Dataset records
━━━━

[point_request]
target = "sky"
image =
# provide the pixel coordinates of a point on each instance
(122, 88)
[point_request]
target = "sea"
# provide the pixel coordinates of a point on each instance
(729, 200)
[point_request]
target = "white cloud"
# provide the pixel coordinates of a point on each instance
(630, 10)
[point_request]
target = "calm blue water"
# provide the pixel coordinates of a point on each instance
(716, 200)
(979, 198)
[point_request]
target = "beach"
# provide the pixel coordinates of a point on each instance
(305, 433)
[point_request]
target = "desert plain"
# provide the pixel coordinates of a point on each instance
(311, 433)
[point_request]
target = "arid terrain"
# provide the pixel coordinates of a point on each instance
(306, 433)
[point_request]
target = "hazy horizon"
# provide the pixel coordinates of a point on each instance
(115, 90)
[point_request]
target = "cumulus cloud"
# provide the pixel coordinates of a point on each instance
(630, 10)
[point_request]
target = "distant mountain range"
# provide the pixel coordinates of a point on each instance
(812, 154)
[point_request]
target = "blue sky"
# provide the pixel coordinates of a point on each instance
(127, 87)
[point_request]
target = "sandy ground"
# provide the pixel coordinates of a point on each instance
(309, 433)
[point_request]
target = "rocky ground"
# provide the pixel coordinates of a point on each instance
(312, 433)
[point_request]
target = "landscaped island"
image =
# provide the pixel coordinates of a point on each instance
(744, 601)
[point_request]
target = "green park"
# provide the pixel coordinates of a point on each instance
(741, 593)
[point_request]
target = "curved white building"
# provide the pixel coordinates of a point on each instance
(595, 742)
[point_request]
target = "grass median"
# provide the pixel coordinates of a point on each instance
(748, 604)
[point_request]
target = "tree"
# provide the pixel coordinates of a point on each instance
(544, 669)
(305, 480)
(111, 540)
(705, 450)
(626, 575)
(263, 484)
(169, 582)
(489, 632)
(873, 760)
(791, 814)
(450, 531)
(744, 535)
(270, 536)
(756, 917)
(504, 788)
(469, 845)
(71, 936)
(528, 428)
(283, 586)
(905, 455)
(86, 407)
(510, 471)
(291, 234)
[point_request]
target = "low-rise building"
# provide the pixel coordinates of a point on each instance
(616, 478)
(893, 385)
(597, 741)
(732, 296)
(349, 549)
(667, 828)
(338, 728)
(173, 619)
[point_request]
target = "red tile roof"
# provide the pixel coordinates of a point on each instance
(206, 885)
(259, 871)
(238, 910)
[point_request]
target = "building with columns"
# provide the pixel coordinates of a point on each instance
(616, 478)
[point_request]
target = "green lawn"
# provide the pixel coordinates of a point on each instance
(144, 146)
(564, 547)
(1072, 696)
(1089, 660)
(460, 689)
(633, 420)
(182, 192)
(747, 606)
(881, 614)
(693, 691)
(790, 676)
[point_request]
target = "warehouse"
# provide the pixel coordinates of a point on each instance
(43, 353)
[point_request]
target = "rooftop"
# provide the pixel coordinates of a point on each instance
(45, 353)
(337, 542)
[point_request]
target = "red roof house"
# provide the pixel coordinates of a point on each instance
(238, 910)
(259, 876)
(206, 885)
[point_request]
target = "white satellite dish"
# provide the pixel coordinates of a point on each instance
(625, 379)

━━━━

### Work to do
Pull out every line of the entries above that contains the word "green".

### Task response
target = "green park"
target = "green lawn"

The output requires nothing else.